Required work: Transcribe exactly the lines from the one holding "Could you spot the white paper" through the closing line of the entries below. Pictures stay out of the copy.

(Records from a collection)

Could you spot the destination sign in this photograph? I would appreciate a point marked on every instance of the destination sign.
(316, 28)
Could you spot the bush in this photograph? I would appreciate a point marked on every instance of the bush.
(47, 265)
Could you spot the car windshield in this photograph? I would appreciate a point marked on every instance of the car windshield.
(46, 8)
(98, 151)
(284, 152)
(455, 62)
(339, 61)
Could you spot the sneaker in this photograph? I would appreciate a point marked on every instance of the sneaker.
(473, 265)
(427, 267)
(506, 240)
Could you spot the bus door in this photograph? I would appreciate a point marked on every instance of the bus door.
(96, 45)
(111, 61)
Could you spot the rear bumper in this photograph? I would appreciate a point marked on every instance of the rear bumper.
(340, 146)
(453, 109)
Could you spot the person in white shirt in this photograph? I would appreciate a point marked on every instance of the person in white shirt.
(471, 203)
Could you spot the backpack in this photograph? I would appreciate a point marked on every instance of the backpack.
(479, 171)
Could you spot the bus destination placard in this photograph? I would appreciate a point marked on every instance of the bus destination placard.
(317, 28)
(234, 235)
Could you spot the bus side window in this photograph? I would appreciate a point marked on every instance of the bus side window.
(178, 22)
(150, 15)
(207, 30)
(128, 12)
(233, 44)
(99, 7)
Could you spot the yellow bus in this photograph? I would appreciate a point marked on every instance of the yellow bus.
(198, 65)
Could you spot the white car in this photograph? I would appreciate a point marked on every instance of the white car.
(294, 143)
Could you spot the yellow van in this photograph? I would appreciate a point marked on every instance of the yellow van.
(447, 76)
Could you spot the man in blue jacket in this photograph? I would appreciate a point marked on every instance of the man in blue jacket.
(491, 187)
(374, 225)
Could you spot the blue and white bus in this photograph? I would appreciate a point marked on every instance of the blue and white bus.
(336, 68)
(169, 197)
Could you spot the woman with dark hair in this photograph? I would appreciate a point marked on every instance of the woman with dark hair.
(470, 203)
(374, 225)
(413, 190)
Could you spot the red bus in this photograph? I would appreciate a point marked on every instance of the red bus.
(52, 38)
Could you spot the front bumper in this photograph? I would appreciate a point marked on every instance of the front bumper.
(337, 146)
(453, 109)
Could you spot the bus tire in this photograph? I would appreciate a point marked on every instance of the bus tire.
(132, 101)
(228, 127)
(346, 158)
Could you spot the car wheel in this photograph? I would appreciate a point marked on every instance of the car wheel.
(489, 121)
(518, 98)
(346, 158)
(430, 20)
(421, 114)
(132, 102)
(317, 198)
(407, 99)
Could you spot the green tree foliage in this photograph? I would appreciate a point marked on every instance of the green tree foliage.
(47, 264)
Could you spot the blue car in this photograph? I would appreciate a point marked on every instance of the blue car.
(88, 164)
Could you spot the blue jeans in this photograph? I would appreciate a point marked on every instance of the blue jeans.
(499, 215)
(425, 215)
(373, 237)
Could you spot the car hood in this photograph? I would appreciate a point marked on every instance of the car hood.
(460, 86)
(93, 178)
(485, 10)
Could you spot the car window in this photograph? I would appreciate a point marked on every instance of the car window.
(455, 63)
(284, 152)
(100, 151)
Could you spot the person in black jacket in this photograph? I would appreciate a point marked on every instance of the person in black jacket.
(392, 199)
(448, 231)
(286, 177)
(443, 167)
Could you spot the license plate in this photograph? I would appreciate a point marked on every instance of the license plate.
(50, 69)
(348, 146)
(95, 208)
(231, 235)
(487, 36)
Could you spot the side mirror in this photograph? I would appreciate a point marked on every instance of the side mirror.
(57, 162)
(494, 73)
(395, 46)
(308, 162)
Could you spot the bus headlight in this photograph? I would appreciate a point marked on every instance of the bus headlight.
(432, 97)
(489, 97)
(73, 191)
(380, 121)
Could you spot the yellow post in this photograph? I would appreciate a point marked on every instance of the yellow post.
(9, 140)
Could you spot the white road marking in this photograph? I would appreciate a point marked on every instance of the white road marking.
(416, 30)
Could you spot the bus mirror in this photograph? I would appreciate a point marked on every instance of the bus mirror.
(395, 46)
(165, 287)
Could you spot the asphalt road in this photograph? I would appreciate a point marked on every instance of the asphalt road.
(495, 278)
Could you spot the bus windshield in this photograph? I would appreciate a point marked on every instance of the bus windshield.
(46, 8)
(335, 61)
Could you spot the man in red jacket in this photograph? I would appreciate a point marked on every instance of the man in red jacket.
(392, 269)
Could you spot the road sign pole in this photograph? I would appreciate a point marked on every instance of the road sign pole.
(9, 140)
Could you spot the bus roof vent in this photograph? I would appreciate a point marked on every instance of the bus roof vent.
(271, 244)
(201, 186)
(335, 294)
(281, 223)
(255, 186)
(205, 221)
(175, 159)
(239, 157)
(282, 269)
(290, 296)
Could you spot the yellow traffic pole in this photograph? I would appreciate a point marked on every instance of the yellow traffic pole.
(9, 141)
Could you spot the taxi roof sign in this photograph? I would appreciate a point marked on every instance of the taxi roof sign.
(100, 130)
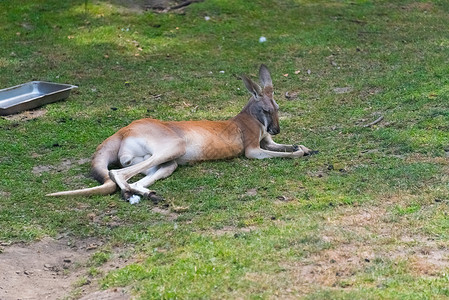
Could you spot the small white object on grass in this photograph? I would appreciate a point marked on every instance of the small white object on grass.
(134, 199)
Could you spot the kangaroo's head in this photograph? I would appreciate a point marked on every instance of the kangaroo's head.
(262, 105)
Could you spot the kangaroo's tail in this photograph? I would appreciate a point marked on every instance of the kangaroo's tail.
(106, 154)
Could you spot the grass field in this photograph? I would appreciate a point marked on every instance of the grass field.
(366, 218)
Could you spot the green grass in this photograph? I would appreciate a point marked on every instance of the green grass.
(226, 242)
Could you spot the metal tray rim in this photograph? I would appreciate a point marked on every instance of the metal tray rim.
(64, 87)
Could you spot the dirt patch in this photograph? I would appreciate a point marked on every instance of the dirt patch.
(156, 5)
(165, 212)
(361, 237)
(50, 269)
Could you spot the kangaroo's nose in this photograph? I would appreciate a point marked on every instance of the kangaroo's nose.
(274, 131)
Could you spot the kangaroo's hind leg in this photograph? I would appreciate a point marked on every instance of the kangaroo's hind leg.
(140, 187)
(166, 152)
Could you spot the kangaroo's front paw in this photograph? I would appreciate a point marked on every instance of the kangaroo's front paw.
(154, 197)
(306, 150)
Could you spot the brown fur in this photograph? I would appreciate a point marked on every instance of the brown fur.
(155, 148)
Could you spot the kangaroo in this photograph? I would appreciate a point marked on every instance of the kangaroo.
(155, 148)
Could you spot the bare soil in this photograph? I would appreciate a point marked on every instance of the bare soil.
(53, 269)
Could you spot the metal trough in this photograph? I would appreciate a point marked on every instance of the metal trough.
(31, 95)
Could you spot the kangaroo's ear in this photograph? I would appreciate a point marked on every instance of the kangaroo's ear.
(264, 76)
(252, 87)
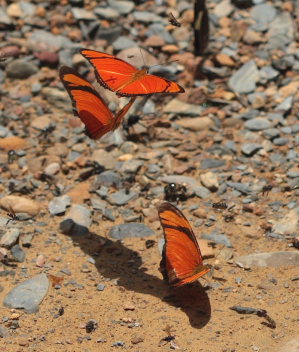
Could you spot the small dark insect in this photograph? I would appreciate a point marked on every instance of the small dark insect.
(295, 242)
(46, 131)
(170, 337)
(149, 243)
(55, 280)
(174, 192)
(11, 156)
(91, 326)
(270, 322)
(172, 20)
(12, 215)
(229, 217)
(94, 169)
(266, 189)
(259, 312)
(130, 122)
(220, 205)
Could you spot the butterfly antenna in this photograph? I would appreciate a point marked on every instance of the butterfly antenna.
(165, 63)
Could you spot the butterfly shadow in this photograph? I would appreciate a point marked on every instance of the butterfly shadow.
(115, 261)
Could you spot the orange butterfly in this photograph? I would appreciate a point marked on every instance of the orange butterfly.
(182, 260)
(126, 80)
(89, 106)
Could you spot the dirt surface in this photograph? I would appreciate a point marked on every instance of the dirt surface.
(107, 294)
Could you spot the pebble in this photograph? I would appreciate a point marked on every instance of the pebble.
(20, 205)
(20, 69)
(258, 124)
(288, 224)
(4, 332)
(58, 205)
(290, 346)
(196, 124)
(274, 259)
(218, 238)
(244, 80)
(121, 197)
(10, 238)
(249, 149)
(130, 230)
(176, 106)
(77, 221)
(123, 7)
(28, 295)
(18, 254)
(210, 181)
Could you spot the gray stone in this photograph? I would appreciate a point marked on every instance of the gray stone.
(176, 106)
(264, 13)
(123, 7)
(211, 163)
(106, 13)
(122, 43)
(245, 78)
(274, 259)
(20, 69)
(223, 8)
(100, 287)
(10, 237)
(217, 238)
(4, 19)
(58, 205)
(271, 133)
(241, 187)
(131, 166)
(130, 230)
(77, 222)
(82, 14)
(110, 34)
(201, 192)
(146, 17)
(47, 41)
(250, 149)
(291, 346)
(281, 141)
(4, 332)
(288, 224)
(286, 105)
(268, 73)
(121, 197)
(18, 254)
(28, 295)
(257, 124)
(107, 178)
(281, 30)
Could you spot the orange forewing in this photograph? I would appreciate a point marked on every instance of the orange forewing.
(89, 106)
(126, 80)
(182, 260)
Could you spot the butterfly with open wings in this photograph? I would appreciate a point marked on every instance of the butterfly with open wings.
(89, 106)
(126, 80)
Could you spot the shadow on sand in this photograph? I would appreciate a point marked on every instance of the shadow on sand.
(115, 261)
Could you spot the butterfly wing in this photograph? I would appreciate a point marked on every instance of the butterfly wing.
(124, 79)
(88, 105)
(182, 260)
(150, 84)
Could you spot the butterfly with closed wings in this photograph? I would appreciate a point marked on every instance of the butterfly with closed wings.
(181, 259)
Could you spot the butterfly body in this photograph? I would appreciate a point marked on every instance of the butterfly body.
(181, 259)
(126, 80)
(89, 106)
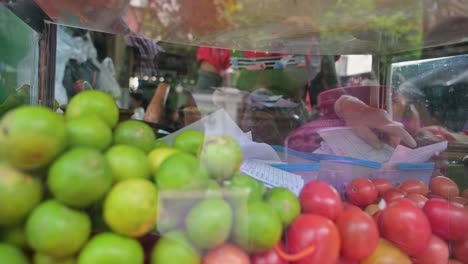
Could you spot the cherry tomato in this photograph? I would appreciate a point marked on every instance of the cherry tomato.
(269, 257)
(226, 253)
(317, 197)
(371, 209)
(447, 220)
(387, 253)
(459, 200)
(393, 195)
(444, 187)
(361, 192)
(465, 194)
(460, 250)
(435, 253)
(314, 230)
(359, 234)
(343, 260)
(406, 226)
(382, 185)
(414, 186)
(417, 199)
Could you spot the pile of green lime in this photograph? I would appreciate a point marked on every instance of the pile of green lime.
(82, 187)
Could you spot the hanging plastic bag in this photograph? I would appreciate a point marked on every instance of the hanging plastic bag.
(106, 81)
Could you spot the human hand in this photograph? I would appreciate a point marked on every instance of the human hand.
(371, 124)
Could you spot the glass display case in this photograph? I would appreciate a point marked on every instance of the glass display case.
(196, 131)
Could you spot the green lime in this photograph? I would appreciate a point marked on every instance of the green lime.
(110, 248)
(40, 258)
(80, 177)
(89, 131)
(128, 162)
(157, 156)
(257, 227)
(181, 171)
(174, 247)
(209, 223)
(135, 133)
(32, 137)
(12, 255)
(190, 141)
(19, 194)
(285, 203)
(131, 207)
(56, 230)
(93, 103)
(222, 156)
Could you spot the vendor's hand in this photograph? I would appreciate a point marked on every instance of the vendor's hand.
(372, 124)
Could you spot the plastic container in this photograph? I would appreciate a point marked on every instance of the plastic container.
(308, 171)
(339, 173)
(406, 171)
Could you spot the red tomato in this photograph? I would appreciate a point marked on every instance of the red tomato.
(314, 230)
(346, 261)
(435, 253)
(447, 220)
(317, 197)
(460, 250)
(226, 253)
(444, 187)
(359, 234)
(361, 192)
(405, 225)
(393, 195)
(387, 253)
(459, 200)
(269, 257)
(465, 194)
(417, 199)
(382, 185)
(414, 186)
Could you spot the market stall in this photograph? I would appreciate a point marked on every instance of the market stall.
(285, 160)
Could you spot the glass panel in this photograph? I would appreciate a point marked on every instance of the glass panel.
(18, 62)
(343, 27)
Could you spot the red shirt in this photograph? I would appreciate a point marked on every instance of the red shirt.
(219, 58)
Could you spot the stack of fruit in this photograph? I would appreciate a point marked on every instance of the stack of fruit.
(83, 188)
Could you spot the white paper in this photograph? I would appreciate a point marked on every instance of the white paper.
(343, 142)
(271, 176)
(419, 155)
(221, 123)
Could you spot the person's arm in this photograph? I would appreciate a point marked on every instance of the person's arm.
(371, 124)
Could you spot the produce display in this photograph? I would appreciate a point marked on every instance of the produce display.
(83, 188)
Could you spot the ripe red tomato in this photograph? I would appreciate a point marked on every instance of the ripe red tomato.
(393, 195)
(226, 253)
(359, 234)
(435, 253)
(414, 186)
(444, 187)
(460, 250)
(447, 220)
(269, 257)
(343, 260)
(317, 197)
(314, 230)
(465, 194)
(459, 200)
(405, 225)
(417, 199)
(361, 192)
(382, 185)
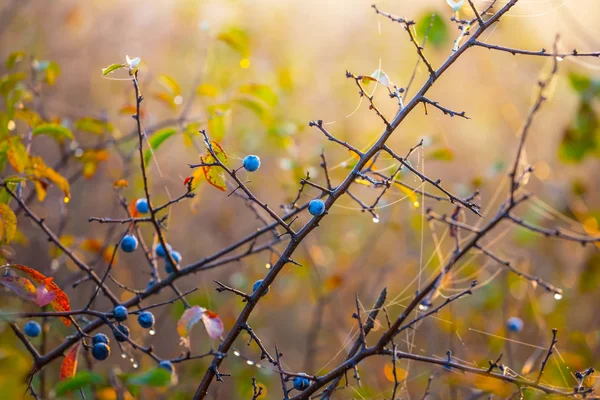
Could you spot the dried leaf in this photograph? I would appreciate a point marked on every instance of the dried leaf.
(189, 318)
(213, 324)
(61, 301)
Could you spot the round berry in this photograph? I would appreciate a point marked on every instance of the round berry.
(121, 333)
(316, 207)
(251, 163)
(32, 329)
(166, 364)
(100, 338)
(129, 244)
(514, 324)
(100, 351)
(120, 313)
(142, 206)
(300, 383)
(257, 284)
(160, 251)
(146, 319)
(176, 257)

Reply:
Could you spot the white paper in this photograph? I would appreciate a point marked on every instance of the white paper.
(343, 142)
(271, 176)
(419, 155)
(221, 123)
Could you spot the person's arm in this photograph? I would appreciate a point marked on every instance of the person's arm.
(371, 124)
Could you spot the produce display in this photograph? I would appreciate a point marked on every instance of the produce display.
(83, 188)
Could you spot the ripe red tomato in this photograph? I would appreciate a point marked on every instance of the ripe red tomato.
(393, 195)
(226, 253)
(359, 234)
(435, 253)
(414, 186)
(444, 187)
(460, 250)
(447, 220)
(269, 257)
(343, 260)
(317, 197)
(314, 230)
(465, 194)
(459, 200)
(405, 225)
(417, 199)
(361, 192)
(382, 185)
Could you spot the dried leaf in this photograph? I would appreciate a point marked on every instance of the dried leaf.
(189, 318)
(213, 324)
(61, 301)
Could you spot the round berry in this photograph? I would appreciate a point marked on every instance of the round berry.
(121, 333)
(316, 207)
(251, 163)
(32, 329)
(166, 364)
(100, 338)
(129, 244)
(514, 324)
(100, 351)
(120, 313)
(142, 206)
(300, 383)
(257, 284)
(160, 251)
(146, 319)
(176, 257)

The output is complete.